● **TASK OBJECTIVE**
Your response should contain each line of the data that includes "post".

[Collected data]
◇ ◇ ◇ ◇ ◇

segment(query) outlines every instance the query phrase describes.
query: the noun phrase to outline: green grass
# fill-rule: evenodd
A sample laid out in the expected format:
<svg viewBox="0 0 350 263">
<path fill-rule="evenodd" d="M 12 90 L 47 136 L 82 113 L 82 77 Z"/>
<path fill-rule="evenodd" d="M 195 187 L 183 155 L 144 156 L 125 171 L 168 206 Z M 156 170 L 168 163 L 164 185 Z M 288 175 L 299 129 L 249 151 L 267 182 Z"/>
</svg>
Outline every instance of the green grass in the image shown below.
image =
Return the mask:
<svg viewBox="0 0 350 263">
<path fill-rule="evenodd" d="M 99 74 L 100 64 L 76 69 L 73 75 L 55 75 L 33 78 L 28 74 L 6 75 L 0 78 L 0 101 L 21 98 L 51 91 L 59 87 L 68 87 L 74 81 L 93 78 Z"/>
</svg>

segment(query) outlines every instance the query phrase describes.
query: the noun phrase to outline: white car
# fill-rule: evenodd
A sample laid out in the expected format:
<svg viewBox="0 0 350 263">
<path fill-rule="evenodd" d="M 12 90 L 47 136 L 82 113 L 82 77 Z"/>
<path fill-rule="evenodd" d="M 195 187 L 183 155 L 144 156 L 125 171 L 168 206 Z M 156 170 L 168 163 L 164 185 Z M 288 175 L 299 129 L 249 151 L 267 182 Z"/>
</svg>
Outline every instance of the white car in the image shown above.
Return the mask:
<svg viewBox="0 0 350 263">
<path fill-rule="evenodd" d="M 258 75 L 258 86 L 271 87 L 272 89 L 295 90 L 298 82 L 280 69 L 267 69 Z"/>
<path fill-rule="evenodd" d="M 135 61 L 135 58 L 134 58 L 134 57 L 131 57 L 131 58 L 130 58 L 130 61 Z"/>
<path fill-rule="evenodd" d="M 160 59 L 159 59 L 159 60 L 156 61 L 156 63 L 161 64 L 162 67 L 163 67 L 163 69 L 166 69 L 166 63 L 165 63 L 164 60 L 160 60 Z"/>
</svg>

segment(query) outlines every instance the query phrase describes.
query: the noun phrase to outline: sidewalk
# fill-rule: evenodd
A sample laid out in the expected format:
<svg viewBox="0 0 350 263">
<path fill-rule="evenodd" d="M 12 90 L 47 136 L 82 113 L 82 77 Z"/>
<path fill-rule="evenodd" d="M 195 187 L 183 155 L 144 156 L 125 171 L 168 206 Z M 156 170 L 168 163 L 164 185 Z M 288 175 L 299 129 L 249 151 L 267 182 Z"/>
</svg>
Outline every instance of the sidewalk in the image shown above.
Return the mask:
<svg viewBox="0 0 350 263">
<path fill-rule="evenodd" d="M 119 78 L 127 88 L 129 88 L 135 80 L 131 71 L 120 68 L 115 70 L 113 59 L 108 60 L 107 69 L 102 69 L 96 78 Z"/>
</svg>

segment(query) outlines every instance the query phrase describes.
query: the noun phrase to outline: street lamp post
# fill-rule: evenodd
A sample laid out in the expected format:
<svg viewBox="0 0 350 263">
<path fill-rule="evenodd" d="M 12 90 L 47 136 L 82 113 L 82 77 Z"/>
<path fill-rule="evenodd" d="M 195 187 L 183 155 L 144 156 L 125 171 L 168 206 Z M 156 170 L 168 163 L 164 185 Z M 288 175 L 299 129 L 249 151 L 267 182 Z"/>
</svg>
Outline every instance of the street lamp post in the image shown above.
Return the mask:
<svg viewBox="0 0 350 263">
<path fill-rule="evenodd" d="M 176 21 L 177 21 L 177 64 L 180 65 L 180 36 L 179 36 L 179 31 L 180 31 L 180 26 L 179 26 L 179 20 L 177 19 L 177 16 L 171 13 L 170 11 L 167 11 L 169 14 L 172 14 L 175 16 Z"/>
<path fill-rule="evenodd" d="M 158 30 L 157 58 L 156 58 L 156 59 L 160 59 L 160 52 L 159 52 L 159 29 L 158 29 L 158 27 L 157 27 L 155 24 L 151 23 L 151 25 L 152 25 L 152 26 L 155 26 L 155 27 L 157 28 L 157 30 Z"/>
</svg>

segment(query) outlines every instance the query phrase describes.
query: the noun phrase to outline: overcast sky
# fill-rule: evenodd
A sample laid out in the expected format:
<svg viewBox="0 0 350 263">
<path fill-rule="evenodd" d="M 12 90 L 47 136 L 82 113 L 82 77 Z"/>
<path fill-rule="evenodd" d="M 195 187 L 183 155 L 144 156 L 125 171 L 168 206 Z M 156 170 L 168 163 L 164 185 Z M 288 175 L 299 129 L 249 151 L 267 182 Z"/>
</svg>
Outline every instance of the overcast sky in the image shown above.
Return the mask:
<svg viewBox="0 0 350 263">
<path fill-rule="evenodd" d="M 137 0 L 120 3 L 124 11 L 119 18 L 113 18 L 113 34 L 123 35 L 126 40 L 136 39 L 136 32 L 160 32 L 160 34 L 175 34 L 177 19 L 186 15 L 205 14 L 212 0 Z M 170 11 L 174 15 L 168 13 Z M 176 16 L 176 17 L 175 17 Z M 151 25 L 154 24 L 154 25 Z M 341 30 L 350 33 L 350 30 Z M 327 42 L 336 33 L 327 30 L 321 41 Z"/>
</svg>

◇ ◇ ◇ ◇ ◇

● **EXERCISE RESPONSE**
query: the noun phrase to outline: street lamp post
Outline every instance of the street lamp post in the image shown above.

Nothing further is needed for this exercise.